PROBLEM DETAILS >> Take the records underneath and set them down exactly.

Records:

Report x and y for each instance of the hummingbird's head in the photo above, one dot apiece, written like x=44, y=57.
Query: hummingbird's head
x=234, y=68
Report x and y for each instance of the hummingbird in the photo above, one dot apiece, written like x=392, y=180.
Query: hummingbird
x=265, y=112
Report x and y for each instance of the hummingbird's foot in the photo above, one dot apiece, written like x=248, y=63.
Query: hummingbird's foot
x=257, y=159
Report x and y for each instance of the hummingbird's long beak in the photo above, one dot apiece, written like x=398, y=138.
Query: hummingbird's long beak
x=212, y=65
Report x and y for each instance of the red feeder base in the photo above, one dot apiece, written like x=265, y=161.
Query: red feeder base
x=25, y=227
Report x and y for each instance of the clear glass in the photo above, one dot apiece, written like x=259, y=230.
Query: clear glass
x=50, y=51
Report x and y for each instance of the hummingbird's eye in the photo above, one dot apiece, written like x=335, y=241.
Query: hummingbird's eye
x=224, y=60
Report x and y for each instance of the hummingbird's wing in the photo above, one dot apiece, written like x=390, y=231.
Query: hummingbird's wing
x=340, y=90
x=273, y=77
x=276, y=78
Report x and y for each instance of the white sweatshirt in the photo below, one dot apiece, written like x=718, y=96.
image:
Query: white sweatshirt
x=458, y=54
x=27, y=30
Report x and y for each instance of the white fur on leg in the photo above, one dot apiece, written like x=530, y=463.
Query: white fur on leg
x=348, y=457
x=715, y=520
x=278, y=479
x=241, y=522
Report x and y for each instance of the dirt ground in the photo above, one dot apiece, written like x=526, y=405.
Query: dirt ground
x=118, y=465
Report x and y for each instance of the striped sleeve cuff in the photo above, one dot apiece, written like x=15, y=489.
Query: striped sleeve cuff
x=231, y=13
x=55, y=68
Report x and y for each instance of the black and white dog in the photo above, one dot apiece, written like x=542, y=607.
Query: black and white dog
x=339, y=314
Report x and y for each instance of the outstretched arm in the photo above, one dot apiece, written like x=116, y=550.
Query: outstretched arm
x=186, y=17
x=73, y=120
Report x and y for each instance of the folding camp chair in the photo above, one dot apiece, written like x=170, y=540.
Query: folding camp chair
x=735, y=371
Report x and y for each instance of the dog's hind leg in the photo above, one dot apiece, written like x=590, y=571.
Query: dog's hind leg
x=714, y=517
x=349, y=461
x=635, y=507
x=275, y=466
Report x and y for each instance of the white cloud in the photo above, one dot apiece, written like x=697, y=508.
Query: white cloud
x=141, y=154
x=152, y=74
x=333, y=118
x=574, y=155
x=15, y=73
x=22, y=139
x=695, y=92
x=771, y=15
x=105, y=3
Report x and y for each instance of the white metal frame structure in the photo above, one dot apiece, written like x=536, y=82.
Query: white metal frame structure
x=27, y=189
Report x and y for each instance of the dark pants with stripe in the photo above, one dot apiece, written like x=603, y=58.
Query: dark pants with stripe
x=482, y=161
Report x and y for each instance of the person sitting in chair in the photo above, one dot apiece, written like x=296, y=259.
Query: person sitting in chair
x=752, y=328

RESPONSE BELOW >>
Report x and y for each instance of the hummingbird's head in the photo above, one dot apiece, written like x=44, y=57.
Query: hummingbird's head
x=234, y=68
Report x and y for each instance of the hummingbird in the photo above, one dot apiece, written like x=392, y=180.
Query: hummingbird
x=265, y=112
Report x and y for each instance of the hummingbird's foot in the photo above, one dot apiece, written like x=248, y=63.
Query: hummingbird's foot
x=257, y=159
Report x and y for each instance of the hummingbird's long beak in the photo above, one dot apiece, written like x=398, y=138.
Query: hummingbird's long beak
x=212, y=65
Report x and y for each instance of the red feeder base in the photo above, one dot apiece, written like x=265, y=161.
Query: red feeder base
x=25, y=227
Report x and y for each instance of the clear glass in the photo above, one dot apiece, written like x=259, y=230.
Query: clear glass
x=50, y=51
Report x and y for each instance of the hummingbird's eye in the photo above, one dot apiece, written like x=335, y=241.
Query: hummingbird's eye
x=224, y=60
Report x and y for each instance of the hummingbird's wing in the photo above, one dot apiece, written like x=390, y=231.
Query: hummingbird's wing
x=340, y=90
x=273, y=77
x=276, y=78
Report x and y for each instance of the white sweatshirt in the photo below, one dot apiece, written like x=718, y=96.
image:
Query: white sweatshirt
x=458, y=54
x=27, y=30
Report x and y for each instance of the white fur on leg in the photo above, one dot apiece, written like x=530, y=463.
Query: white fur on leg
x=348, y=457
x=715, y=520
x=278, y=479
x=241, y=522
Report x and y for each instance of the dirt ground in the photo above, one dot apiece, written like x=526, y=405.
Query: dirt ground
x=118, y=465
Report x and y for each instance of the striped sleeve cuff in the photo above, one dot apiece, written like x=15, y=489.
Query: striped sleeve cuff
x=231, y=13
x=55, y=68
Report x and y for each instance of the black and white dog in the photo above, one dot apiece, written like x=542, y=607.
Query: black and white dog
x=339, y=314
Report x and y for each instance of the outstretched arm in the photo above, one dot apiece, written like x=116, y=550.
Query: outstretched arm
x=186, y=17
x=73, y=120
Report x and y for each instance of the folding camp chair in the photo above, one dot apiece, written like x=170, y=540.
Query: folding camp chair
x=735, y=371
Report x and y for each instance of the dog's hind leg in the photo above, one dot apiece, written like x=590, y=571.
Query: dog's hind leg
x=714, y=517
x=349, y=461
x=635, y=507
x=275, y=466
Report x and y for each instance of the white cloud in the photo above, one dot apiece, written like x=697, y=508.
Query: white cloud
x=141, y=154
x=152, y=74
x=333, y=118
x=574, y=155
x=15, y=73
x=22, y=139
x=695, y=92
x=771, y=15
x=105, y=3
Report x and y for each instance of the white metal frame structure in the photo above, one dot apiece, written like x=536, y=82.
Query: white metal frame structure
x=27, y=189
Report x and y for each instance of the dark pants with stripe in the photo above, one dot apiece, written like x=603, y=58.
Query: dark pants with stripe
x=482, y=161
Report x and y for each instance of the person sitting in chair in the photo above, one dot apiece, written like x=296, y=259.
Query: person sitting in chair
x=752, y=328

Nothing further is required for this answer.